* _Exercise prompt_
Can you output everything from the line containing "the dark foreground" down to the line containing "[(360, 341)]", both included, as a Markdown table with columns "No." and "Line", numbering each row and leaving out blank lines?

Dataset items
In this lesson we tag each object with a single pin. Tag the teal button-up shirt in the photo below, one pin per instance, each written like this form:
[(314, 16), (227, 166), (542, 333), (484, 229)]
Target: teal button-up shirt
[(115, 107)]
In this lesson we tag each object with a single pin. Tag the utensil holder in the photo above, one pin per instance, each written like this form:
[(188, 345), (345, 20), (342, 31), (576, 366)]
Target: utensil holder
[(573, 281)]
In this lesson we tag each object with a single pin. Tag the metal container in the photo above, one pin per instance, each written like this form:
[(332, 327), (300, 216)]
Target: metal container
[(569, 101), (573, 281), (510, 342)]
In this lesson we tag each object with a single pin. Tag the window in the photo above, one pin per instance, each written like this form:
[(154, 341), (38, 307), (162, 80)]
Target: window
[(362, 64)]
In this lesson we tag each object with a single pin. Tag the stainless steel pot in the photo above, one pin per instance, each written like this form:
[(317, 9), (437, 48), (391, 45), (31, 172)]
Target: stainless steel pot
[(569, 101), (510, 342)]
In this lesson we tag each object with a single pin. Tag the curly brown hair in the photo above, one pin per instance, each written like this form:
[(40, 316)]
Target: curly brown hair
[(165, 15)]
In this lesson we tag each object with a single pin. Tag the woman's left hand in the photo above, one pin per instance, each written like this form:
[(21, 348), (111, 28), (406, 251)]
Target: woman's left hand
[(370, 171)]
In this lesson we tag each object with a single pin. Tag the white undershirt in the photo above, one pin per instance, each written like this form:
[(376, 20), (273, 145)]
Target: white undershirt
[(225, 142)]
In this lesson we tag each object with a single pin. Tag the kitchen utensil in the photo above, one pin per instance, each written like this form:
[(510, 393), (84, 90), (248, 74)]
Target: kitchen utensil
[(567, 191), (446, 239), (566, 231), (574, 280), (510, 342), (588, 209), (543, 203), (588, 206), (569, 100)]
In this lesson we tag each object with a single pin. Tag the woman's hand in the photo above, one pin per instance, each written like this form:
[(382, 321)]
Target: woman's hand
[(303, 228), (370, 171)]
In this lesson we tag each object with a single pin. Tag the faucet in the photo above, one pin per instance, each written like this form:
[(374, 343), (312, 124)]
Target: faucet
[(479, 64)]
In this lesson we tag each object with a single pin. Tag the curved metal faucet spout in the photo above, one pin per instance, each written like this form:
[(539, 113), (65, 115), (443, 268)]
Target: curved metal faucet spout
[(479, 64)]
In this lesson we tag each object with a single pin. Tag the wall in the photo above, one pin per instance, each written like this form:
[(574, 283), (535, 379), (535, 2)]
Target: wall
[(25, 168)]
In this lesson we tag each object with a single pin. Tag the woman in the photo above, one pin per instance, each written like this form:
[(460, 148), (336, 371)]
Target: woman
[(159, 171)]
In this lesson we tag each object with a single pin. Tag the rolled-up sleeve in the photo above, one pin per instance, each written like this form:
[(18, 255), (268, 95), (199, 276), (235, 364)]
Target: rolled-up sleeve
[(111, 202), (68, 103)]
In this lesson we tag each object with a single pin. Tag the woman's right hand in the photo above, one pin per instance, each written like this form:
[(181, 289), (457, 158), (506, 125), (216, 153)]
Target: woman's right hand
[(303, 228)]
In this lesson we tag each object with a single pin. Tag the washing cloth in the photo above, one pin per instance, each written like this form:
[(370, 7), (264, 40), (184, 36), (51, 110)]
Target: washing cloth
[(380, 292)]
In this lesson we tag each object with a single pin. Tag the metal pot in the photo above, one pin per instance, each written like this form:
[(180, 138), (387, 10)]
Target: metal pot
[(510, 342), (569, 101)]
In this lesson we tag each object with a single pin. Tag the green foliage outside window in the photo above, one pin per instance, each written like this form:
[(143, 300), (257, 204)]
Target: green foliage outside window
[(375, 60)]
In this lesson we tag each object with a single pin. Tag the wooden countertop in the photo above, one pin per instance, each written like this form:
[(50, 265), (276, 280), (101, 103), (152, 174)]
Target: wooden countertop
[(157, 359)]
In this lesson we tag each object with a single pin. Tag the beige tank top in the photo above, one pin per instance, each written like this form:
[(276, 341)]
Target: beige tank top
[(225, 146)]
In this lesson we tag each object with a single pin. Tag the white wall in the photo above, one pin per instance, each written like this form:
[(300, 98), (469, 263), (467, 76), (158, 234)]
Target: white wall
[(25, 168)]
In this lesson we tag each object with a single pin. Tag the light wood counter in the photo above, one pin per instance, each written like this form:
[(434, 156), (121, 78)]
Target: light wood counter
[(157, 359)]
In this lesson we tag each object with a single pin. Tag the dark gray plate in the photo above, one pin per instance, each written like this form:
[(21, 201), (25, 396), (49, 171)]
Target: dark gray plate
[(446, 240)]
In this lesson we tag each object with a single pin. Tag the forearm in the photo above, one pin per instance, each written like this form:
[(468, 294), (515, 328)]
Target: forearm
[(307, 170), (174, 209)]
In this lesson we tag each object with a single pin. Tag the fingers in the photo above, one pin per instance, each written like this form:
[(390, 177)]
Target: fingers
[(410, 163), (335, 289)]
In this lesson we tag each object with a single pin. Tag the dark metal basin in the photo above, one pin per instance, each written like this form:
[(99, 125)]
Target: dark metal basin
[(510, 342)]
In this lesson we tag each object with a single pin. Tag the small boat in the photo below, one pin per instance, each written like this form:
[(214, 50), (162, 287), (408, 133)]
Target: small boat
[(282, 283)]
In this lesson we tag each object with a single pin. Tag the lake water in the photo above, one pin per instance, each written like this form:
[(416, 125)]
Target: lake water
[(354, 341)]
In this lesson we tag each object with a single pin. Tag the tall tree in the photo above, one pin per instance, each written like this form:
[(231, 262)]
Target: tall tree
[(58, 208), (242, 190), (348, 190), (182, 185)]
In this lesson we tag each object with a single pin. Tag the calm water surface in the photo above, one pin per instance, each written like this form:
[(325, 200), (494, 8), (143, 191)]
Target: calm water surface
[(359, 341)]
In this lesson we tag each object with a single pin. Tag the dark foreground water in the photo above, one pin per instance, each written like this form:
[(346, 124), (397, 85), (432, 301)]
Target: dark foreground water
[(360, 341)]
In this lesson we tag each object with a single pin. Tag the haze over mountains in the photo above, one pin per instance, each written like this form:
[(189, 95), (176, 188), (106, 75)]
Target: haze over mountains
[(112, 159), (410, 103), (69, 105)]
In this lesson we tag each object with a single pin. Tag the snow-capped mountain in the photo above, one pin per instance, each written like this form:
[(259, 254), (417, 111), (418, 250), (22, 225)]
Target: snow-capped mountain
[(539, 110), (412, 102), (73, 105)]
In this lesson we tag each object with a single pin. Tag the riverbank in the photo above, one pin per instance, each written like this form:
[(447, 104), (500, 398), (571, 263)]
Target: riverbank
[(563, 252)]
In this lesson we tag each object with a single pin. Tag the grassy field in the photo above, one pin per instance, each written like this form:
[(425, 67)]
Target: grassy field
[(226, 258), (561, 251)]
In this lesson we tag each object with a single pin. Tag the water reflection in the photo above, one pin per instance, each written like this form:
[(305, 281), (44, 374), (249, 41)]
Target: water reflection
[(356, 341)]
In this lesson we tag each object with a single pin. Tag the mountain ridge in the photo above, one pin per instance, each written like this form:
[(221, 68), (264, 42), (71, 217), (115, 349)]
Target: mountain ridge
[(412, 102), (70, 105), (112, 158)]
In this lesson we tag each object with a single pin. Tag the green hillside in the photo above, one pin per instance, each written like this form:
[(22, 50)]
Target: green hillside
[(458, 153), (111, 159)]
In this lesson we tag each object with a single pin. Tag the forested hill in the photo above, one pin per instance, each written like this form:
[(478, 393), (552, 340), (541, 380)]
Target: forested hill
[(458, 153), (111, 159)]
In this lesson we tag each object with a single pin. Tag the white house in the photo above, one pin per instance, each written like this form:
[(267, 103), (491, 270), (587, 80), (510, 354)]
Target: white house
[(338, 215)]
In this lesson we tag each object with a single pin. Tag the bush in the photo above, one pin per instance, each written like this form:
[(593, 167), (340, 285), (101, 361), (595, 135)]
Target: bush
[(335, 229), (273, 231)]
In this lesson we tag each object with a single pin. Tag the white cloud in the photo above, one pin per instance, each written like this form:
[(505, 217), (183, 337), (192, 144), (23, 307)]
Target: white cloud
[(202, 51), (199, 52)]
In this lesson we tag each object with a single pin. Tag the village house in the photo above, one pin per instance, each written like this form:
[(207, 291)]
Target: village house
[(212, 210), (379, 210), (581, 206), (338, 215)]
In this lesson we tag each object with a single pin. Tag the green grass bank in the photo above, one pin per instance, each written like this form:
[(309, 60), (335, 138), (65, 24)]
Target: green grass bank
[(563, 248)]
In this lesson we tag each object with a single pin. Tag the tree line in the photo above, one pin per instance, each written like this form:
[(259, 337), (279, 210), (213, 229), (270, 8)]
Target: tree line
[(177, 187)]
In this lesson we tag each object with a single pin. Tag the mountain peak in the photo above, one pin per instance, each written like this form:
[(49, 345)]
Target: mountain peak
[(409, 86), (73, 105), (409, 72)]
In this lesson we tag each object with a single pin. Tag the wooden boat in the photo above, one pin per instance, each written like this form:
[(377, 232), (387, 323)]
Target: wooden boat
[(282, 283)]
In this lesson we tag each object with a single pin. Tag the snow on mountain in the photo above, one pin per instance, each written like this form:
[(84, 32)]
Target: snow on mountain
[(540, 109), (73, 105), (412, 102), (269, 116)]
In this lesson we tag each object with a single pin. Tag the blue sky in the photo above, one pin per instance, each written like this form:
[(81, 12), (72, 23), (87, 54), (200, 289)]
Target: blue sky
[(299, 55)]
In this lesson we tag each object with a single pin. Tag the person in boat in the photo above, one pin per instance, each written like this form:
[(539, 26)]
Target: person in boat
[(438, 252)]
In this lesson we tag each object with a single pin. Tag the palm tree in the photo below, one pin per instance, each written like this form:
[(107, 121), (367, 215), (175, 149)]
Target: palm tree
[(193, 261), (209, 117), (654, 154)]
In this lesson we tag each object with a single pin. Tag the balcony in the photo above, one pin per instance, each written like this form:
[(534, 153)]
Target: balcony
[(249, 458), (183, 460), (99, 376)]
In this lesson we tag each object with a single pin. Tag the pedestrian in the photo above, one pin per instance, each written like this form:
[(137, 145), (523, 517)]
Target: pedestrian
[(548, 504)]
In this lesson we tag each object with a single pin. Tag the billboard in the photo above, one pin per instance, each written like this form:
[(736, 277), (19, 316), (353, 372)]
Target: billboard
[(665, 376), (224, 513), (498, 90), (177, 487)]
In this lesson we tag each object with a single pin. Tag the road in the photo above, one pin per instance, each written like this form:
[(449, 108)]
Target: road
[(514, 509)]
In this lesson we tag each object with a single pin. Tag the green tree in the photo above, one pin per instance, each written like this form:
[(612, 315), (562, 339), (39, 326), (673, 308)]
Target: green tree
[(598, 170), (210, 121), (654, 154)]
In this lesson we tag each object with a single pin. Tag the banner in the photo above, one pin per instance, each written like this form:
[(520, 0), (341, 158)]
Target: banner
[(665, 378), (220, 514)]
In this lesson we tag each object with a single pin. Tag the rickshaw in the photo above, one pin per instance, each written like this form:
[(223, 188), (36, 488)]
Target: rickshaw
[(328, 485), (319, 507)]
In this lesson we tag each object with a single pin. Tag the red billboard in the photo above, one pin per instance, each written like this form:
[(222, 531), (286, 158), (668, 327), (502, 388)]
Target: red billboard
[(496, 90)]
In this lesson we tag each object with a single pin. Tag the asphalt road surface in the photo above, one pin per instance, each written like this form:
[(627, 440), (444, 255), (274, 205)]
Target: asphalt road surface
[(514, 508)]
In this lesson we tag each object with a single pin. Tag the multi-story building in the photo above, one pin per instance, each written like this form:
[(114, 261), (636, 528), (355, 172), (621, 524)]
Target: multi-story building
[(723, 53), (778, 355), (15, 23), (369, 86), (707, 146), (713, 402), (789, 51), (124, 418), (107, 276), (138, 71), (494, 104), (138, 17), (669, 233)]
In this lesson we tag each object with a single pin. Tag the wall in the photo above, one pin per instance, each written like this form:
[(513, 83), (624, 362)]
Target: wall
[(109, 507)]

* _Response to this exercise_
| No. | Line |
|---|---|
| 1 | In this lesson we tag each object with a single pin. Tag the dark foreground water in the photo above, one pin per instance, each written like this form: |
| 2 | [(346, 124), (397, 85), (432, 301)] |
| 3 | Target: dark foreground water |
| 4 | [(360, 341)] |